Politik ruft nach mehr Investitionen in Rüstung
Vor dem Hintergrund der geopolitischen Veränderungen, des russischen Angriffskriegs gegen die Ukraine sowie Europas Wettbewerbsfähigkeit rückt der Ausbau der hiesigen Rüstungsindustrie in den Fokus der Politik – und dafür braucht es Geld. Das soll zum einen von der Europäischen Investitionsbank (EIB) kommen, die Sicherheit und Verteidigung jüngst zu einer Priorität machte und bislang geltende Vorgaben für Geldflüsse in die Industrie aufweichte.
Gleichzeitig wird auch der Ruf der Politik an die Finanzbranche lauter, mehr in Sicherheit und Verteidigung zu investieren – und dies nicht wegen Nachhaltigkeitsbedenken zu unterlassen. So heißt es etwa in einer im März von der EU-Kommission vorgelegten europäischen Industriestrategie für den Verteidigungsbereich: „Die Bereitschaft der Finanzakteure, mit der Verteidigungsindustrie zusammenzuarbeiten, dürfte (…) durch Mutmaßungen in Bezug auf die Faktoren Umwelt, Soziales und Governance (ESG) beeinträchtigt sein.“
Dabei seien im EU-Rahmen für ein nachhaltiges Finanzwesen einschlägige Vorschriften weder vorgesehen noch geplant, durch die private Investitionen in die Verteidigungsindustrie behindert werden. Der ehemalige italienische Regierungschef Mario Draghi drängt in seinem jüngst vorgelegtem Bericht zur Wettbewerbsfähigkeit Europas auf Klarstellung dieser Tatsache.
———
Anweisung a — Wer hat laut dem Auszug über Investitionen in Rüstung im März eine europäische Industriestrategie für den Verteidigungsbereich vorgelegt?
———
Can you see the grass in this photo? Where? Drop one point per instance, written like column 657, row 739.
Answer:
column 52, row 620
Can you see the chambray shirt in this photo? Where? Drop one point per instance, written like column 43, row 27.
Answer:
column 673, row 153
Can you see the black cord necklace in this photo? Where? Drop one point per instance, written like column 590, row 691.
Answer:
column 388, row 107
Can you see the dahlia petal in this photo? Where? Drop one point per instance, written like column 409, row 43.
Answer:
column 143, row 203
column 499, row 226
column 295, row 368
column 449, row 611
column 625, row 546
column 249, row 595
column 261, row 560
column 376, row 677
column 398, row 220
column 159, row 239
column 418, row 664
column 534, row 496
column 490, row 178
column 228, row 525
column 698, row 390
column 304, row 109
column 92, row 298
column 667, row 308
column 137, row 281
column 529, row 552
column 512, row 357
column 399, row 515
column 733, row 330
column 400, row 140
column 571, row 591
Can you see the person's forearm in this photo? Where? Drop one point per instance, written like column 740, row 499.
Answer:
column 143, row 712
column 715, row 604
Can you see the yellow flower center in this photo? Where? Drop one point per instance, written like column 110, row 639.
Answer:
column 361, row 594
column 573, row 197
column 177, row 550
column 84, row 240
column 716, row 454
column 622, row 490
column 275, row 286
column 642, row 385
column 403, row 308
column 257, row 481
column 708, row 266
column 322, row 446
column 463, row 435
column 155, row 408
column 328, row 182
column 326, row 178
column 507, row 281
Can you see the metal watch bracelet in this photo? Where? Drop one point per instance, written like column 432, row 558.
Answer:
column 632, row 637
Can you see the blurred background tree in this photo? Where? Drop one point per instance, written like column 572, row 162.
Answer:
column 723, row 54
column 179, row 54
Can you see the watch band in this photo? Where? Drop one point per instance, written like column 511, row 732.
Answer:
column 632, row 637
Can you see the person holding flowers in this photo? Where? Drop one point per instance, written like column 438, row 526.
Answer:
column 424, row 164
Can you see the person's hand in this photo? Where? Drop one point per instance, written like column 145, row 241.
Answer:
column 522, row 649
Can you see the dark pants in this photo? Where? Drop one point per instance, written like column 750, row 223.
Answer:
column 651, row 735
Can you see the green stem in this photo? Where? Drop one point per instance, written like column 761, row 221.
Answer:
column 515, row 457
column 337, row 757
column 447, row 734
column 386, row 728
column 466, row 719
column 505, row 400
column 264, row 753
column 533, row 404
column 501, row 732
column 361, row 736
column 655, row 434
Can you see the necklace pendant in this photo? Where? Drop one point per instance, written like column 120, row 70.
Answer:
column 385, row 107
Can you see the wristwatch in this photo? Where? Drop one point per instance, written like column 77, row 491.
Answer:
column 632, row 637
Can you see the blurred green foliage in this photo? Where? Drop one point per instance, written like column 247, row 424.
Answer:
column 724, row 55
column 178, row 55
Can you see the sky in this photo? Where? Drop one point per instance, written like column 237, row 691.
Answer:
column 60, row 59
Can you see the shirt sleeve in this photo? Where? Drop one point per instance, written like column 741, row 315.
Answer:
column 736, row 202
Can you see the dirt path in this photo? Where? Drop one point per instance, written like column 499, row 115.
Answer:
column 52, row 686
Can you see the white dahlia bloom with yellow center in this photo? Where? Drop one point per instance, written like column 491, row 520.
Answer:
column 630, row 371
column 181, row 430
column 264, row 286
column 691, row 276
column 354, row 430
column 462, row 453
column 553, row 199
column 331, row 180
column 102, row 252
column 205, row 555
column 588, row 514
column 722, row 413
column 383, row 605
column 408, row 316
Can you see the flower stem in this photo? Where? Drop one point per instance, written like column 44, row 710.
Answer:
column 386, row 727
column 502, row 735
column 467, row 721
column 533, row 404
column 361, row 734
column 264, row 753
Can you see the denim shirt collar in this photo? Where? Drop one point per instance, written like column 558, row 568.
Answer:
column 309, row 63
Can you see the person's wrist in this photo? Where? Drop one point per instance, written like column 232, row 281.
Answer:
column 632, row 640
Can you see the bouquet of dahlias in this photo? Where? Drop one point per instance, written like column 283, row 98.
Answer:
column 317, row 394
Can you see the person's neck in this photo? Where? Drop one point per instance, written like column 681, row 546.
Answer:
———
Anweisung b — Wandle die Einträge von der Zeile mit „Can you see the black“ bis zur Zeile mit „column 388, row 107“, beide eingeschlossen, in eine zweispaltige CSV mit den Spalten „Text“ und „Antwort“ um. Jeder Eintrag bekommt eine Zeile, jedes Feld steht in Anführungszeichen, und Zeilenumbrüche werden durch Leerzeichen ersetzt.

Vollständige Antwort a — Die EU-Kommission.

Vollständige Antwort b —
Text,Antwort
"Can you see the black cord necklace in this photo? Where? Drop one point per instance, written like column 590, row 691. Answer:","column 388, row 107"